How to complete this task:
In your copy, include every record exactly and no pictures.

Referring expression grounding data
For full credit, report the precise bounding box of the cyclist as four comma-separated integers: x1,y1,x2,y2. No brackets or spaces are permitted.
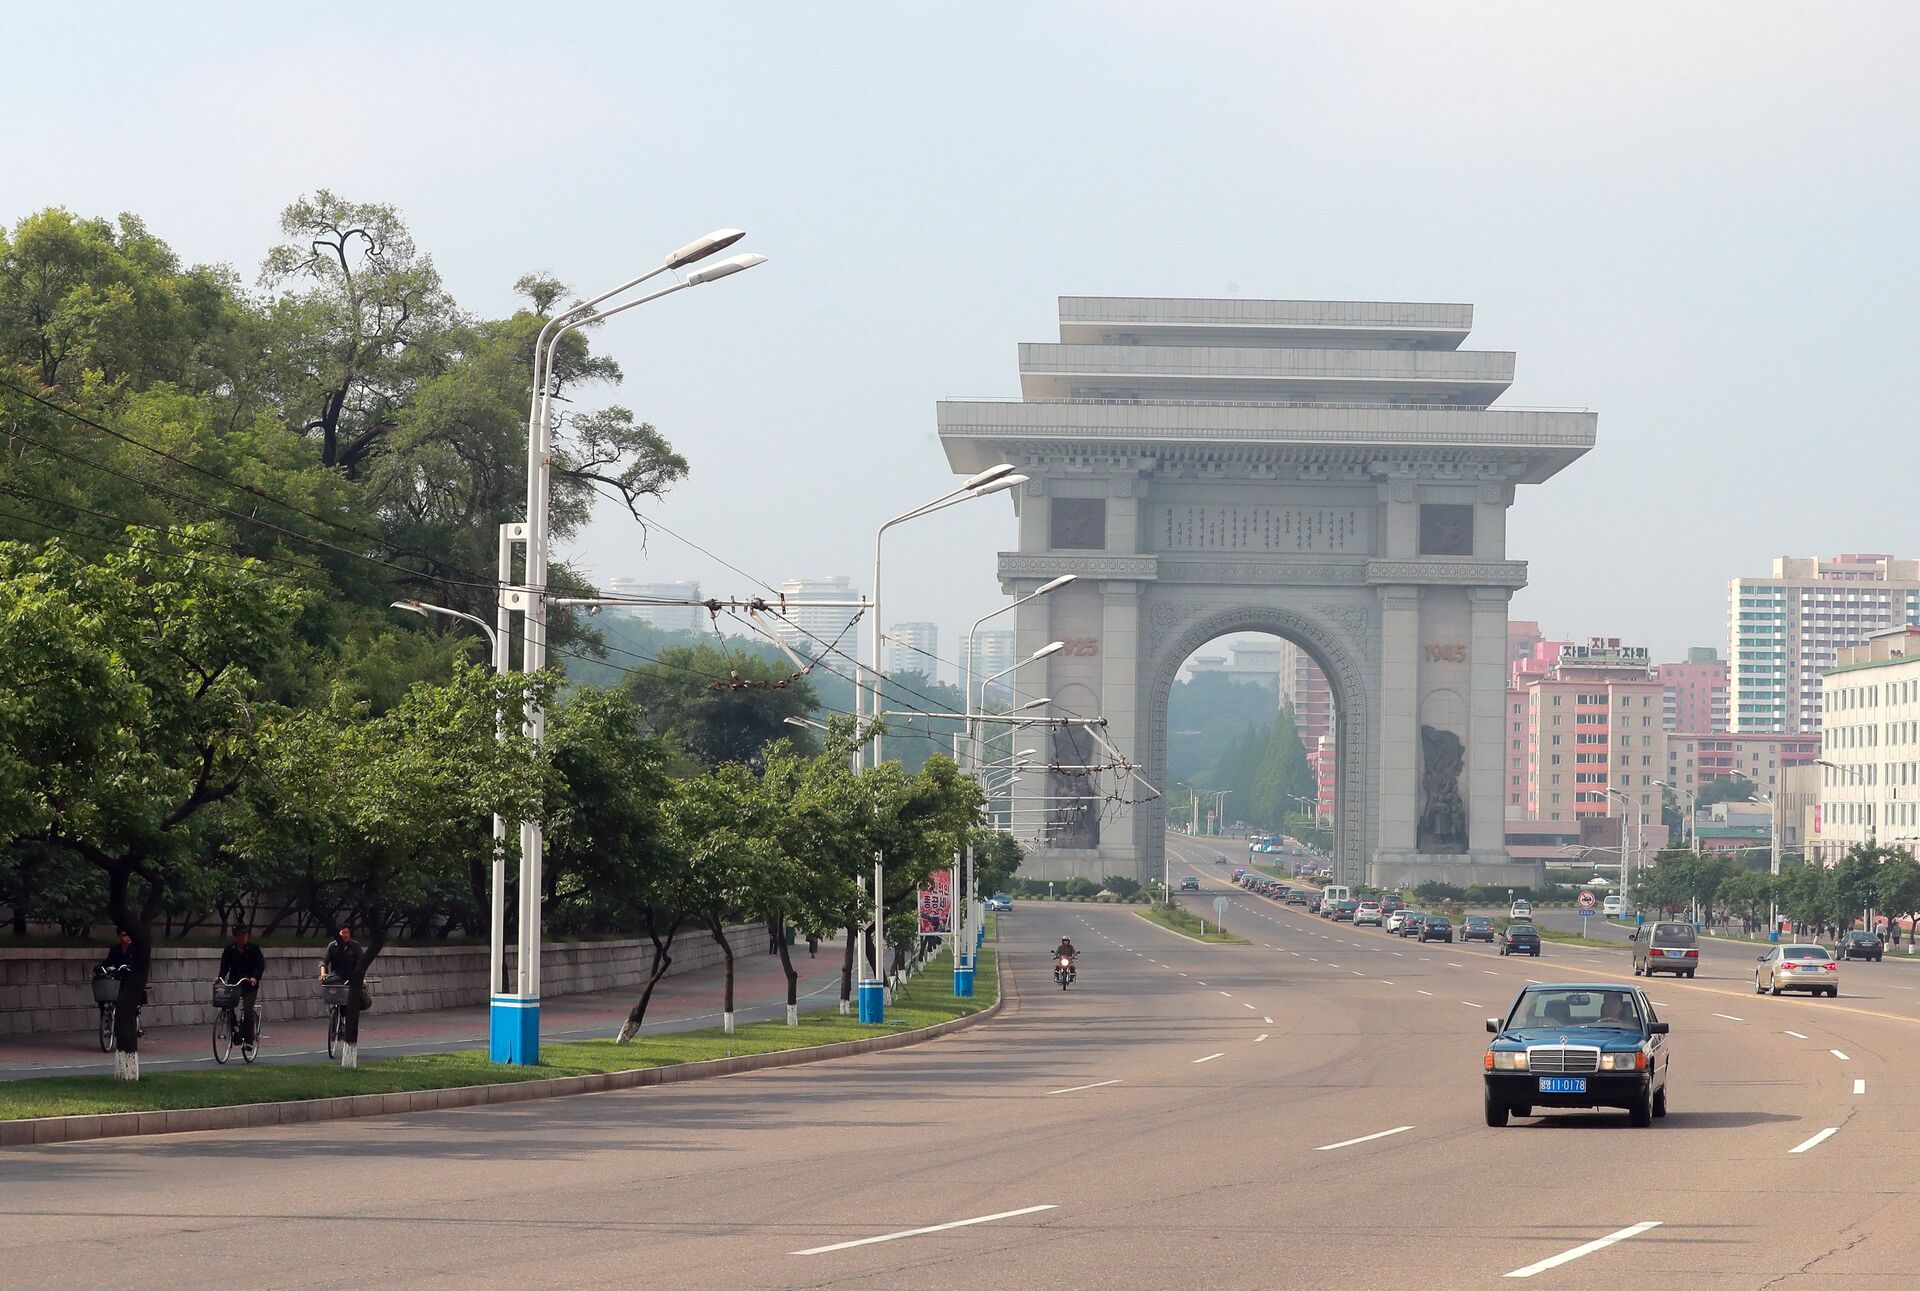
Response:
96,928,143,1037
216,925,265,1044
318,923,369,1011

Answer for this exercise:
For full credit, report the precise bounding box of the cyclist as four comma-separated integers: x1,y1,x2,y2. No brackets or spaces are permitted.
Response:
96,928,143,1037
216,925,265,1044
318,923,369,1011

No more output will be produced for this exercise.